**Reading passage:**
++++++
15.At present, questions of EU law that arise in a case before any national court or tribunal of a Member State may be referred by that national court to the CJEU for a “preliminary ruling”. The ruling given by the CJEU on the interpretation of EU law is binding on the national court, and will be followed by all other courts in the EU, but the application of the ruling, and the finding of facts—that is, resolving the particular dispute—are for the national court. In 2009, given the expansion of the CJEU’s jurisdiction into Justice and Home Affairs matters including the EAW, the preliminary ruling procedure was reformed to include an expedited process for cases involving persons in custody.
16.Professor Sir Francis Jacobs QC, Advocate General at the European Court of Justice from 1988–2006, told us that the jurisdiction of the CJEU in the UK would end automatically upon withdrawal: “It will follow necessarily from the exit of the UK from the EU”. With the end of its jurisdiction, the CJEU’s preliminary ruling procedure will also no longer be available to UK courts. Thus the automatic jurisdiction of the Court to hear disputes, and the possibility for UK courts to refer questions on the interpretation of EU law, including on the EAW to the CJEU, “will both disappear on exit”.
++++++
**Information supplied:**
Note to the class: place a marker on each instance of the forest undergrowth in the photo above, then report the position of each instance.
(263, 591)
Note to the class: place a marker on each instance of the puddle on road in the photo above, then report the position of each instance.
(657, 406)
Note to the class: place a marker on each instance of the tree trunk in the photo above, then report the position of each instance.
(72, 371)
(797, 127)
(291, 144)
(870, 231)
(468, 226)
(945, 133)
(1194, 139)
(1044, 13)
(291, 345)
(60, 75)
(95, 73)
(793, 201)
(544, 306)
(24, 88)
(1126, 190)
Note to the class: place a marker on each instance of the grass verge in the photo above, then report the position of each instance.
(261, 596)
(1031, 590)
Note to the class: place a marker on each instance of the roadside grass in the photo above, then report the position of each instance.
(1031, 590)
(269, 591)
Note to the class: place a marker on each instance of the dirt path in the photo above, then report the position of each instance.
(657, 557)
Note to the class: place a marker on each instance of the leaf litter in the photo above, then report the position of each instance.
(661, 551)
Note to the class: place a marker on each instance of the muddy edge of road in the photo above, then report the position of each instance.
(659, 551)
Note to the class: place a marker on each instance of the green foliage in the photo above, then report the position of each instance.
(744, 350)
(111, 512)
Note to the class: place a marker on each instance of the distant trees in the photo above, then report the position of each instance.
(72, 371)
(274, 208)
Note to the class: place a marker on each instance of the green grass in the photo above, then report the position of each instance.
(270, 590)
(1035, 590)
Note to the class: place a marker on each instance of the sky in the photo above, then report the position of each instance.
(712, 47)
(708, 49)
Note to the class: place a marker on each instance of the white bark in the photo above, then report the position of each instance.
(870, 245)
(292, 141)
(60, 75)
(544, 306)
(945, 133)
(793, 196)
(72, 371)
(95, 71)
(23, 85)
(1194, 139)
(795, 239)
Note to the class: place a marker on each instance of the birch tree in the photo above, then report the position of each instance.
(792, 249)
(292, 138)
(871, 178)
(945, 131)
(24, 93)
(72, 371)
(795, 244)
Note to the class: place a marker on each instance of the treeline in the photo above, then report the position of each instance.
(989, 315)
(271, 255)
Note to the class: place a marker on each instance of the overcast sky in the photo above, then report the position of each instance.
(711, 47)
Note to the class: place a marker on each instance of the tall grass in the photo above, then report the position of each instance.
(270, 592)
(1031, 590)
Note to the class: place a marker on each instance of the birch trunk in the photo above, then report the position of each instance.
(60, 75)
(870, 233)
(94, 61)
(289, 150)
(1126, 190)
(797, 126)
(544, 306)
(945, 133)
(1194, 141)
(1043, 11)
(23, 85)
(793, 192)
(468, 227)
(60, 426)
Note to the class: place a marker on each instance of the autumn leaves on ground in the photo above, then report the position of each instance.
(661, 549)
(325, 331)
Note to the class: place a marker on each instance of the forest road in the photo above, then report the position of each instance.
++++++
**Set of tasks:**
- a) Write out the stretch of the passage on the CJEU and UK withdrawal from "15.At present, questions" through "persons in custody.".
- b) In the passage on the CJEU and UK withdrawal, what was added to the preliminary ruling procedure when it was reformed in 2009?
- c) Extend the passage on the CJEU's jurisdiction after UK withdrawal, picking up after its final sentence.
The listing is separate material, unrelated to the passage on the CJEU's jurisdiction.

**Exercise answers:**
- a)
15.At present, questions of EU law that arise in a case before any national court or tribunal of a Member State may be referred by that national court to the CJEU for a “preliminary ruling”. The ruling given by the CJEU on the interpretation of EU law is binding on the national court, and will be followed by all other courts in the EU, but the application of the ruling, and the finding of facts—that is, resolving the particular dispute—are for the national court. In 2009, given the expansion of the CJEU’s jurisdiction into Justice and Home Affairs matters including the EAW, the preliminary ruling procedure was reformed to include an expedited process for cases involving persons in custody.

- b) An expedited process for cases involving persons in custody.

- c)
17.In the 1960s, before the UK joined the (then) EEC, the Court gave two key constitutional judgments on the primacy of EU law and its direct effect that shaped EU law in ways that differ markedly from traditional approaches to international law. In Costa vs ENEL, the Court ruled that EU law takes precedence over the domestic law of the Member States, such that if a domestic provision is contrary to an EU provision, the authorities in that Member State must apply the EU provision. In Van Gend en Loos, the Court ruled that individuals may directly invoke their rights under EU law before national courts, even if the Member State in question has not incorporated the relevant EU law in its domestic law.
18.Drawing on these decisions, Professor Sir Alan Dashwood QC, Professor Emeritus of European Law at Cambridge University and a former member of the Council Legal Service, observed that “rulings of the [CJEU] penetrate to the level of the individual in a different way because of the principles of direct effect and primacy. People can go to court in a Member State and invoke a rule of EU law and cite a judgment of the [CJEU] in support of their contention”. He contrasted this with other international courts whose jurisdiction the UK submits to, and noted that there are also “far more ways of bringing proceedings before the [CJEU] than there are before any other international tribunal”. As we argue below, and despite the Government’s plans as set out in its White Paper, this distinction—between the role played by the CJEU and that played by other international arbitration mechanisms to which the UK is party—will mean that replicating the CJEU’s role in interpreting and applying EU criminal justice matters, including the EAW, post-Brexit will not be an easy task.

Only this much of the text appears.